WORK TO COMPLETE: Nothing in the data may be omitted; output it all verbatim.
○ ○ ○ ○
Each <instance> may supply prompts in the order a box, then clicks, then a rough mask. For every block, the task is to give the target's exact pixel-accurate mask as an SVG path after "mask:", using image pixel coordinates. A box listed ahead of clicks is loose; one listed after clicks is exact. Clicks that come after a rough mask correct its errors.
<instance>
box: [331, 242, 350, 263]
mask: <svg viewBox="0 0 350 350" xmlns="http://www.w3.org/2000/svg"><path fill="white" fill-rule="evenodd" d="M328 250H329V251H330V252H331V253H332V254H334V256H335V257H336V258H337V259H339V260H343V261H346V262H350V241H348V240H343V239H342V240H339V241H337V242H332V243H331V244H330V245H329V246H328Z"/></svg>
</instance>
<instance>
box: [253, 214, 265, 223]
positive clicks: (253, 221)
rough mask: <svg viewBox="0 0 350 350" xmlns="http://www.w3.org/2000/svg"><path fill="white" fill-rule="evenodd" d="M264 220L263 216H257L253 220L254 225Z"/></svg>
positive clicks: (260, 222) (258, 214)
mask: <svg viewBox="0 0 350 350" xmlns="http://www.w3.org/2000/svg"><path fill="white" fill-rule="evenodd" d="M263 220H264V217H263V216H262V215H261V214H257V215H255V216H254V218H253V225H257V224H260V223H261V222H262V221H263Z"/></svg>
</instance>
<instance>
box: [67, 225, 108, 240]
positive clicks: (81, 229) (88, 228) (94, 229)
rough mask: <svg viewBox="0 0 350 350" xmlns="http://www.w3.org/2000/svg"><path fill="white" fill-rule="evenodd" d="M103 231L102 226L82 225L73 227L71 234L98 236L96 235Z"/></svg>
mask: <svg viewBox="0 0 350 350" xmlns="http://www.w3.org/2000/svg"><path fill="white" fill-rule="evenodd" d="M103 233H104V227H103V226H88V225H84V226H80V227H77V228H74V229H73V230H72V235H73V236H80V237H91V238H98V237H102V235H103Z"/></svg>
○ ○ ○ ○
EXERCISE SOLUTION:
Each <instance> may supply prompts in the order a box, then clicks, then a rough mask. For every block, the task is to give the target's exact pixel-accurate mask as an SVG path after "mask:", using image pixel coordinates. A box listed ahead of clicks is loose; one listed after clicks is exact. Clicks that come after a rough mask correct its errors.
<instance>
box: [331, 242, 350, 263]
mask: <svg viewBox="0 0 350 350" xmlns="http://www.w3.org/2000/svg"><path fill="white" fill-rule="evenodd" d="M328 250H329V251H330V252H331V253H332V254H334V256H335V257H336V258H337V259H339V260H343V261H346V262H350V241H348V240H343V239H342V240H339V241H337V242H332V243H331V244H330V245H329V246H328Z"/></svg>
</instance>
<instance>
box: [253, 214, 265, 223]
positive clicks: (253, 221)
rough mask: <svg viewBox="0 0 350 350" xmlns="http://www.w3.org/2000/svg"><path fill="white" fill-rule="evenodd" d="M264 220L263 216H257L253 220L254 225Z"/></svg>
positive clicks: (260, 222) (258, 214)
mask: <svg viewBox="0 0 350 350" xmlns="http://www.w3.org/2000/svg"><path fill="white" fill-rule="evenodd" d="M263 220H264V217H263V216H262V215H261V214H257V215H255V216H254V218H253V225H257V224H260V223H261V222H262V221H263Z"/></svg>
</instance>
<instance>
box: [67, 225, 108, 240]
positive clicks: (81, 229) (88, 228) (94, 229)
rough mask: <svg viewBox="0 0 350 350" xmlns="http://www.w3.org/2000/svg"><path fill="white" fill-rule="evenodd" d="M103 231L102 226L82 225L73 227L71 234L98 236L96 235Z"/></svg>
mask: <svg viewBox="0 0 350 350" xmlns="http://www.w3.org/2000/svg"><path fill="white" fill-rule="evenodd" d="M103 233H104V227H103V226H88V225H84V226H80V227H77V228H74V229H73V230H72V235H73V236H80V237H91V238H98V237H102V235H103Z"/></svg>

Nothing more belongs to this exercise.